-------- Selected text
Title: 1939 register, changes, transcribers & FindMyPast
Post by: teragram31510 on Monday 19 December 22 19:58 GMT (UK)
Fiddling about on FindMyPast I thought I'd just see what the 1939 register looked like, never having had cause to look at it before. When was it released? I find some oddities.

I put in my grandmother's name Winifred Nation + year of birth 1890 and Somerset. 1 result for Winfred T Nation. Clicked on the image to find her correctly at Clayhill Farm Cannington Somerset, except that her second name was Frances and looks like a pretty clear F to me.
For some reason the transcription gives her occupation as "Chitlon Twictt Cottage" (Chilton Trivett Cottage is the preceding location!) Not really important but is such an occupation really very likely?

However, underneath her entry is one crossed through in red for Annie M Nation born clearly (in my opinion) on 6th November 1919 (transcribed as 5th Nov), who is single and a student. This was my mother (deceased 2008)....whose name only changed to Mead 3 years later in 1942 when she married ! (If you go to "See Page 16" it shows the same information except that the name Nation has been transcribed as Hatson.)

I think at the start of the line in the image is a date, 17/9/42? If so it looks like the register was "corrected" for single women just after they married, even several years later.
----------------
-------- Data listing
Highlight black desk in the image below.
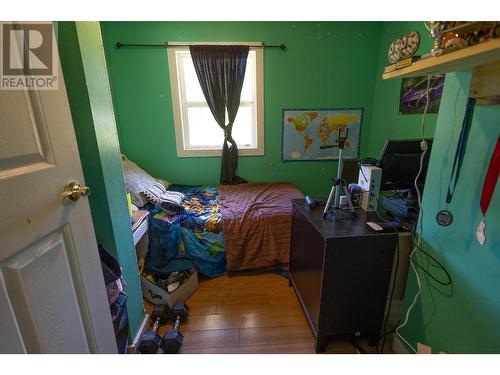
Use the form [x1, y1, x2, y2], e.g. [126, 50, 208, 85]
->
[290, 199, 398, 352]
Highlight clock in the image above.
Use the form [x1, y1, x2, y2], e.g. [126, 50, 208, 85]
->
[387, 38, 404, 64]
[401, 31, 420, 59]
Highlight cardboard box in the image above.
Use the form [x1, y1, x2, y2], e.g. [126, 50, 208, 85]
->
[141, 270, 198, 307]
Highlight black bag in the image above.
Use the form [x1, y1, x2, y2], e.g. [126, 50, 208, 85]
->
[99, 245, 129, 354]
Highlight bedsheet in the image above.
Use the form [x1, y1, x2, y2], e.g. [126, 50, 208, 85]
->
[217, 183, 304, 272]
[144, 185, 226, 278]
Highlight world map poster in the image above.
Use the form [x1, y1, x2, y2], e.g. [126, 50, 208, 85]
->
[282, 108, 363, 161]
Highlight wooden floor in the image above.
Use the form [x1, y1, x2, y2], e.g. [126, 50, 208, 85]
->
[145, 273, 390, 354]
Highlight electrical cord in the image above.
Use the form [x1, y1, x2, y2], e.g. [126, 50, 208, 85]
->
[377, 230, 399, 354]
[396, 74, 431, 353]
[410, 236, 452, 286]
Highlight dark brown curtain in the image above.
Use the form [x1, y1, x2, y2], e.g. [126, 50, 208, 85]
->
[189, 45, 249, 185]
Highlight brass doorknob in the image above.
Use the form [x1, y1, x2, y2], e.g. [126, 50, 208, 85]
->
[63, 181, 90, 202]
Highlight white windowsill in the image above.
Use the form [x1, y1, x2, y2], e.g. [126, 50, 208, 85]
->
[177, 147, 264, 158]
----------------
■ The problem:
Reproduce the whole forum post about the 1939 register word for word, from its title line to its final sentence.

■ Finished task:
Title: 1939 register, changes, transcribers & FindMyPast
Post by: teragram31510 on Monday 19 December 22 19:58 GMT (UK)
Fiddling about on FindMyPast I thought I'd just see what the 1939 register looked like, never having had cause to look at it before. When was it released? I find some oddities.

I put in my grandmother's name Winifred Nation + year of birth 1890 and Somerset. 1 result for Winfred T Nation. Clicked on the image to find her correctly at Clayhill Farm Cannington Somerset, except that her second name was Frances and looks like a pretty clear F to me.
For some reason the transcription gives her occupation as "Chitlon Twictt Cottage" (Chilton Trivett Cottage is the preceding location!) Not really important but is such an occupation really very likely?

However, underneath her entry is one crossed through in red for Annie M Nation born clearly (in my opinion) on 6th November 1919 (transcribed as 5th Nov), who is single and a student. This was my mother (deceased 2008)....whose name only changed to Mead 3 years later in 1942 when she married ! (If you go to "See Page 16" it shows the same information except that the name Nation has been transcribed as Hatson.)

I think at the start of the line in the image is a date, 17/9/42? If so it looks like the register was "corrected" for single women just after they married, even several years later.